◆ EXERCISE OBJECTIVE: The records that follow are to be repeated exactly, with no pictures carried over.

◆ Free-text object descriptions:
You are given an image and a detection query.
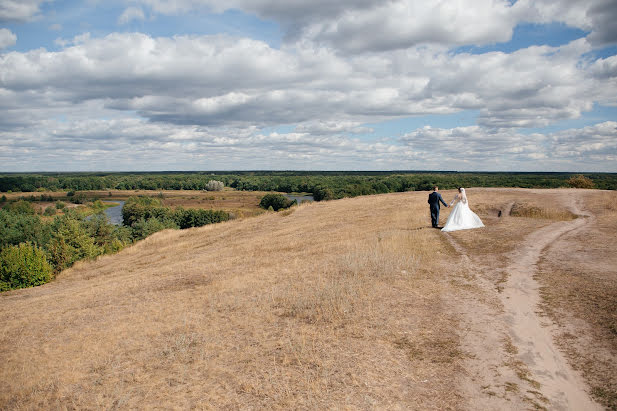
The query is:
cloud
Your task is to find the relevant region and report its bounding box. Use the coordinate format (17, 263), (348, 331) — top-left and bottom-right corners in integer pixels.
(132, 0), (617, 52)
(0, 29), (16, 49)
(550, 121), (617, 159)
(2, 111), (614, 171)
(49, 23), (62, 31)
(0, 32), (613, 135)
(514, 0), (617, 47)
(0, 115), (414, 171)
(0, 0), (50, 22)
(400, 122), (617, 170)
(118, 6), (146, 25)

◆ SOLVED EXERCISE:
You are given an image and a detection query.
The query is:
cloud
Your task is to find the relevant region and report its bounding box. Use the coordinate format (17, 263), (348, 331) — top-left and bottom-right corners in integer pixels.
(132, 0), (617, 52)
(0, 29), (16, 49)
(550, 121), (617, 159)
(2, 111), (614, 171)
(49, 23), (62, 31)
(0, 32), (613, 135)
(514, 0), (617, 47)
(0, 115), (414, 171)
(0, 0), (50, 22)
(400, 122), (617, 170)
(118, 6), (146, 25)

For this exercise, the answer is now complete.